• _Set problem_:
Render each row below as a Markdown table with two columns, No. and Line. Number the rows in the No. column and skip any blank lines.

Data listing
--------------------

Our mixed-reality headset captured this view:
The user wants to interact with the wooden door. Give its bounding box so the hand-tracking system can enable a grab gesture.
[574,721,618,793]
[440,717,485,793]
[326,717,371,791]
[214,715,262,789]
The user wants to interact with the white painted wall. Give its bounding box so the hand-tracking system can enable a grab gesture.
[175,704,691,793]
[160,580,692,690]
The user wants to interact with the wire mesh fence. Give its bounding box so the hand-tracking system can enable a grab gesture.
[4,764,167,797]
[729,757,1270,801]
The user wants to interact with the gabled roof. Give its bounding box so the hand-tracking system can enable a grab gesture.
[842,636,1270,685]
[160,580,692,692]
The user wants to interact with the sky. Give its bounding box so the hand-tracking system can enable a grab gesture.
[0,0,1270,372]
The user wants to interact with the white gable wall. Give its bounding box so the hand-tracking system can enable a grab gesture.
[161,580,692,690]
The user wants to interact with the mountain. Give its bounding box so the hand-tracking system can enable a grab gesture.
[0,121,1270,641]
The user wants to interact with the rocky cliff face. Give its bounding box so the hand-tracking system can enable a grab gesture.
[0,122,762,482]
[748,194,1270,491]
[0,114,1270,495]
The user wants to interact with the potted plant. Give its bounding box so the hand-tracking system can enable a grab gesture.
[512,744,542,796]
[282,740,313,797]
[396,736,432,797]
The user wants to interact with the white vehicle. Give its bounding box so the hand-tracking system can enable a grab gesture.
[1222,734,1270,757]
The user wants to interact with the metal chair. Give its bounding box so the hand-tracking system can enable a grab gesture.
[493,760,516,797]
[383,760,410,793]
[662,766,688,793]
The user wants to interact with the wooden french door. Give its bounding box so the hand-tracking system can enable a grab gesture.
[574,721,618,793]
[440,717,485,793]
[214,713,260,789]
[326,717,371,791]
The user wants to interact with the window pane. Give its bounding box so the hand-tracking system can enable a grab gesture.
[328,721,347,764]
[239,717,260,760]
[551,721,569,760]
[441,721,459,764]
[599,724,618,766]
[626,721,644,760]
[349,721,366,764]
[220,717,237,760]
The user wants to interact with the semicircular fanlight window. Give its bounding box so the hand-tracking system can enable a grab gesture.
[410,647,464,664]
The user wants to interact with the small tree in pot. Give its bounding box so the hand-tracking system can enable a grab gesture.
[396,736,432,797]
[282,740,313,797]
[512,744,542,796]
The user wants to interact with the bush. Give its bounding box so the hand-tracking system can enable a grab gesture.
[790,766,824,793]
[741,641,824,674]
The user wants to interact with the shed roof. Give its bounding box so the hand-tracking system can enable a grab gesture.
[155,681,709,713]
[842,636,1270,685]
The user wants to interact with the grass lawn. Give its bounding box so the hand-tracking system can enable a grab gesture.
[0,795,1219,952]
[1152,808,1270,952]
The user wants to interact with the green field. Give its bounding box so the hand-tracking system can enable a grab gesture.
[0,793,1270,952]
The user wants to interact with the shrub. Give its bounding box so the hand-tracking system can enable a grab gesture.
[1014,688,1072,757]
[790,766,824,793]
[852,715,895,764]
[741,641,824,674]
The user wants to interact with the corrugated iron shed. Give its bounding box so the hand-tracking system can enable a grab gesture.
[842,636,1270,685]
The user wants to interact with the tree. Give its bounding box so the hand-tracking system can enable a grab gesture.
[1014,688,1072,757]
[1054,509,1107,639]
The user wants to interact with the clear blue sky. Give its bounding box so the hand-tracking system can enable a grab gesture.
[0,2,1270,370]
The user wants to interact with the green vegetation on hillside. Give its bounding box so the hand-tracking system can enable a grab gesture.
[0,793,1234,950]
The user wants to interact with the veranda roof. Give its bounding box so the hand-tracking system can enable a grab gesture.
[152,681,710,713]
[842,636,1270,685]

--------------------

• _Answer_:
| No. | Line |
|---|---|
| 1 | Our mixed-reality headset captured this view: |
| 2 | The user wants to interact with the wooden door. Give its bounding box so the hand-tracking system can enable a grab gesture. |
| 3 | [574,721,618,793] |
| 4 | [440,717,485,793] |
| 5 | [326,717,371,791] |
| 6 | [214,715,262,789] |
| 7 | The user wants to interact with the white painted wall. Give its bounding box so the hand-tracking system can enable a grab gesture. |
| 8 | [175,704,691,793] |
| 9 | [160,580,692,690] |
| 10 | The user wants to interact with the wire mesh fence. Give its bounding box so the hand-tracking system can enable a grab gesture. |
| 11 | [4,764,167,797] |
| 12 | [729,757,1270,801] |
| 13 | The user wants to interact with the gabled roof. Give its bounding box so the hand-tracking system can enable a grab gesture. |
| 14 | [842,636,1270,685] |
| 15 | [160,580,692,692] |
| 16 | The user wants to interact with the sky. Give its bounding box so the hand-tracking system can enable a grab gesture. |
| 17 | [0,0,1270,372] |
| 18 | The user wants to interact with the white gable wall. Give its bounding box so the hand-tracking system can enable a grab gesture. |
| 19 | [161,580,692,690] |
| 20 | The user wants to interact with the mountain. Give its bounding box so the hand-tracking system can enable a grab gesture. |
| 21 | [0,121,1270,641] |
| 22 | The user wants to interact with the rocky cliff face. Give its bounding box so the hand-tracking system can enable a grab gesture. |
| 23 | [0,122,762,482] |
| 24 | [748,194,1270,491] |
| 25 | [0,114,1270,495] |
| 26 | The user wants to interact with the potted plant. Give its bounding box so the hand-tracking system can enable a grab gesture. |
| 27 | [512,744,542,796] |
| 28 | [282,740,313,797] |
| 29 | [396,736,432,797] |
| 30 | The user wants to interact with the white vehicle. Give its bounding box so the hand-tracking system can enable a grab gesture. |
| 31 | [1222,734,1270,757] |
| 32 | The user wants to interact with the metal chair. Give its bounding box so the hand-tracking system can enable a grab gesture. |
| 33 | [493,760,516,797] |
| 34 | [383,760,410,793] |
| 35 | [662,766,688,793] |
| 36 | The user wants to interact with the wooden french door. Give its bounding box so the hand-tracking system can enable a grab gesture. |
| 37 | [574,721,618,793] |
| 38 | [440,717,485,793] |
| 39 | [214,713,260,789] |
| 40 | [326,717,371,791] |
| 41 | The user wants to interact with the window pane. Give its bounding box so the hand-tracking system can enable a grab gesture. |
| 42 | [328,721,347,764] |
| 43 | [239,717,260,760] |
| 44 | [551,721,569,760] |
| 45 | [441,721,459,764] |
| 46 | [599,724,618,766] |
| 47 | [626,721,644,760] |
| 48 | [349,721,366,764] |
| 49 | [220,717,237,760] |
| 50 | The user wants to interact with the semicircular fanlight window. Give its bounding box so the hand-tracking system can enable a grab gesture. |
| 51 | [410,647,464,664] |
| 52 | The user wants to interact with the small tree in pot. Give its bounding box so the hand-tracking system can enable a grab gesture. |
| 53 | [396,736,432,797] |
| 54 | [282,740,313,797] |
| 55 | [512,744,542,796] |
| 56 | The user wants to interact with the bush. Give its bounding box so the hand-tracking system can enable a grab gesture. |
| 57 | [790,766,824,793] |
| 58 | [741,641,824,674] |
| 59 | The user wants to interact with the shed roof. Give its bounding box so the hand-tracking system can enable a grab gesture. |
| 60 | [155,681,709,713] |
| 61 | [842,636,1270,685] |
| 62 | The user wants to interact with the grass lawn. Give its bounding box so the hand-tracking system can enable a grab gesture. |
| 63 | [0,795,1219,952] |
| 64 | [1152,808,1270,952] |
| 65 | The user wants to interact with the green field. Give its bounding box so the hand-tracking system can enable a grab gesture. |
| 66 | [0,793,1270,952] |
| 67 | The user wants to interact with the shrub. Give its bounding box so the hand-tracking system can enable a grab gesture. |
| 68 | [1014,688,1072,757] |
| 69 | [790,766,824,793] |
| 70 | [852,715,895,764] |
| 71 | [741,641,824,674] |
| 72 | The user wants to interact with the corrugated iron shed. Give its bounding box so the hand-tracking system can enable a grab gesture. |
| 73 | [842,636,1270,685] |
| 74 | The user wants to interact with the tree. Give its bounding box so the hand-tracking system can enable a grab gesture. |
| 75 | [1014,688,1072,757] |
| 76 | [1054,509,1107,639] |
| 77 | The user wants to interact with the clear blue sky. Give its bounding box so the hand-tracking system can enable a grab gesture. |
| 78 | [0,2,1270,370] |
| 79 | The user wants to interact with the green vegetation on hillside. Give its bounding box so the hand-tracking system can enable a grab gesture. |
| 80 | [0,793,1234,950] |
| 81 | The user wants to interact with the veranda roof. Give its bounding box so the hand-tracking system can enable a grab gesture. |
| 82 | [152,681,710,713] |
| 83 | [842,636,1270,685] |